▸ **Dataset rows**:
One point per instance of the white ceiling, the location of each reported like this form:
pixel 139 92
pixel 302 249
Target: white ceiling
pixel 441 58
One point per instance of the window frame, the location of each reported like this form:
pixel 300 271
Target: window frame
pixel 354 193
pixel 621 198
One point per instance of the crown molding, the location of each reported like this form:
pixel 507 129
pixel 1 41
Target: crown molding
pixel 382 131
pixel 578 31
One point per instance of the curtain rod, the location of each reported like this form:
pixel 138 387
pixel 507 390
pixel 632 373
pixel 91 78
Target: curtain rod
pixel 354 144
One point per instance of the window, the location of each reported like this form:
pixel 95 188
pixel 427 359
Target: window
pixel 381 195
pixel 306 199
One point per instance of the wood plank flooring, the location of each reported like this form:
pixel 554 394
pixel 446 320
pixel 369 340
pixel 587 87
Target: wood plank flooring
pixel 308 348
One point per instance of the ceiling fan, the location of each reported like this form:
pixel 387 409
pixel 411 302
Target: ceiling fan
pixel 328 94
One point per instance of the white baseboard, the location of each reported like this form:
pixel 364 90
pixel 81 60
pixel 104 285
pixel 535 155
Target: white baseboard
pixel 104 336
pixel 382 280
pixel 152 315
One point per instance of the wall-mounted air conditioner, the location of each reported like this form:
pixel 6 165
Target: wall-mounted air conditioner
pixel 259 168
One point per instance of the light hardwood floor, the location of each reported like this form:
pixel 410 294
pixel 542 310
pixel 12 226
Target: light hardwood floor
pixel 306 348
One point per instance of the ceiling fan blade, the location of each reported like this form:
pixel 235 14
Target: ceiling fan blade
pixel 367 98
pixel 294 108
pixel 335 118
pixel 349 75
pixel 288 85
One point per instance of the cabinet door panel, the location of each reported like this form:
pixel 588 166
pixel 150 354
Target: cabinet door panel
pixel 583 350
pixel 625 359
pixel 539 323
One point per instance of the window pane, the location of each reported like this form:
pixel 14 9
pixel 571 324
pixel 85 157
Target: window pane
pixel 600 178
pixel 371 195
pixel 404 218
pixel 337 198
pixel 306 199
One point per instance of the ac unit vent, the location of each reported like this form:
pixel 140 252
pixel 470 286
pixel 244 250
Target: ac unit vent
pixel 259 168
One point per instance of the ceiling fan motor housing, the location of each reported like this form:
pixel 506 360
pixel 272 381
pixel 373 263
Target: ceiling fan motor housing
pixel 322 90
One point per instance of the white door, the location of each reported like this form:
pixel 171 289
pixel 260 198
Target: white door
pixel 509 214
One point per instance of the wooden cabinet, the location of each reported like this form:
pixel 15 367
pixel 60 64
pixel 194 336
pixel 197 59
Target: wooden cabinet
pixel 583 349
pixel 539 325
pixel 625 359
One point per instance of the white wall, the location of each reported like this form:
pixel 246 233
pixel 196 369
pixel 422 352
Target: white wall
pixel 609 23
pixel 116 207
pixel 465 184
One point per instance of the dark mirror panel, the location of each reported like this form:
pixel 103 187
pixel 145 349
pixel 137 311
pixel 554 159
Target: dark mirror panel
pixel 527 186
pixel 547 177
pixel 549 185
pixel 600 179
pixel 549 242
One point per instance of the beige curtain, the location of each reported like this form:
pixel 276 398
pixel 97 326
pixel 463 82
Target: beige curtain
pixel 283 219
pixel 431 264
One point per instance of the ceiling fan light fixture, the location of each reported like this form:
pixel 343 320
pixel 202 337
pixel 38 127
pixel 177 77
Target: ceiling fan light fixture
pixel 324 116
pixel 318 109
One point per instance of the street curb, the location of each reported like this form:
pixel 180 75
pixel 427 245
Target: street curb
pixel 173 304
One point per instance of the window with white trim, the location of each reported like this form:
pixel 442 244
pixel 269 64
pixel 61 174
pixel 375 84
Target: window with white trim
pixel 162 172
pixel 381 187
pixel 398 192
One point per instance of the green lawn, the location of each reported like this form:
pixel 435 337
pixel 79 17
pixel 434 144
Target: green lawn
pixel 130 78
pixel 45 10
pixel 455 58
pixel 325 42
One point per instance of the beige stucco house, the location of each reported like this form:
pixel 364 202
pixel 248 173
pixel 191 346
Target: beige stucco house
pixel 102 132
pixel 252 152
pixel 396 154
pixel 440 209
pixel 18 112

▸ **WHAT THE TASK REQUIRES**:
Return the data above line for line, with nothing changed.

▸ **SOLVED EXERCISE**:
One point per instance of the white ceiling, the location of each reported like this form:
pixel 139 92
pixel 302 249
Target: white ceiling
pixel 441 58
One point per instance of the window frame, the location of each reported like this form:
pixel 300 271
Target: window frame
pixel 354 193
pixel 621 198
One point per instance of the crown molding, the location of each reported like this form:
pixel 507 129
pixel 1 41
Target: crown molding
pixel 382 131
pixel 578 31
One point per instance of the curtain rod, the location of each reported like this form:
pixel 138 387
pixel 507 390
pixel 632 373
pixel 91 78
Target: curtain rod
pixel 354 144
One point per instance of the window, the location of each reported like this form:
pixel 95 188
pixel 427 359
Target: window
pixel 381 195
pixel 306 199
One point per instance of the wood plank flooring, the location of each reported like this form:
pixel 554 394
pixel 446 320
pixel 369 340
pixel 587 87
Target: wood plank flooring
pixel 308 348
One point per instance of the ceiling fan, the location of each reported like this form:
pixel 387 409
pixel 411 302
Target: ceiling fan
pixel 328 94
One point per instance of the white baseboard, the location of each reported like this form:
pixel 364 90
pixel 81 60
pixel 104 285
pixel 535 155
Target: white baseboard
pixel 104 336
pixel 382 280
pixel 152 315
One point per instance of the wall-mounted air conditioner, the location of each reported like this form:
pixel 6 165
Target: wall-mounted air conditioner
pixel 259 168
One point per instance of the light hardwood floor, the location of each reported like this form:
pixel 410 294
pixel 542 310
pixel 12 226
Target: light hardwood floor
pixel 306 348
One point per instance of the ceiling fan blade, the location of each reported like this form:
pixel 235 14
Target: ceiling fan blade
pixel 367 98
pixel 294 108
pixel 335 118
pixel 349 75
pixel 288 85
One point per instance of the cabinet door panel, the location of each reported like this form:
pixel 588 166
pixel 150 354
Target: cabinet door panel
pixel 583 350
pixel 625 359
pixel 539 323
One point per instance of the window pane, the location of each reported like this form:
pixel 14 9
pixel 571 324
pixel 85 157
Target: window pane
pixel 600 178
pixel 371 195
pixel 404 218
pixel 337 198
pixel 306 199
One point per instance of the ac unit vent, the location of each reported like this form:
pixel 140 252
pixel 470 286
pixel 244 250
Target: ac unit vent
pixel 259 168
One point per instance of the ceiling fan motor housing, the location of each reported like this form:
pixel 506 360
pixel 272 381
pixel 373 263
Target: ceiling fan motor housing
pixel 322 90
One point per instance of the white door, the location of each reported like this form:
pixel 171 289
pixel 260 198
Target: white door
pixel 509 214
One point per instance of the wooden cabinet, the location of each reported like this form:
pixel 15 367
pixel 60 64
pixel 194 336
pixel 197 59
Target: wooden cabinet
pixel 583 349
pixel 539 325
pixel 625 359
One point per instance of the white wall, the location of each reported like this form:
pixel 246 233
pixel 196 369
pixel 422 352
Target: white wall
pixel 609 23
pixel 116 207
pixel 465 184
One point per instance of the dark mirror panel, the location of each reported like this form:
pixel 103 187
pixel 145 349
pixel 137 311
pixel 554 159
Target: dark mirror panel
pixel 527 186
pixel 547 177
pixel 549 185
pixel 600 179
pixel 549 242
One point per instance of the beige curtain, the location of each reported like this form:
pixel 276 398
pixel 97 326
pixel 463 82
Target: beige curtain
pixel 283 219
pixel 431 264
One point per instance of the ceiling fan light fixture, the location of each reported like this form:
pixel 343 320
pixel 202 337
pixel 38 127
pixel 177 77
Target: ceiling fan light fixture
pixel 324 116
pixel 318 109
One point per instance of the street curb, the location of each reported like this form:
pixel 180 75
pixel 427 245
Target: street curb
pixel 173 304
One point per instance of the window with white trim, the location of each reported like this form:
pixel 442 244
pixel 269 64
pixel 61 174
pixel 375 84
Target: window with white trim
pixel 162 172
pixel 381 187
pixel 398 192
One point per instance of the green lawn, the location of each reported like this form:
pixel 435 337
pixel 79 17
pixel 434 144
Target: green lawn
pixel 130 78
pixel 45 10
pixel 455 58
pixel 325 42
One point per instance of the beige stucco house, the location of each reported like this form:
pixel 364 202
pixel 248 173
pixel 191 346
Target: beige stucco house
pixel 102 132
pixel 252 152
pixel 396 154
pixel 440 209
pixel 18 112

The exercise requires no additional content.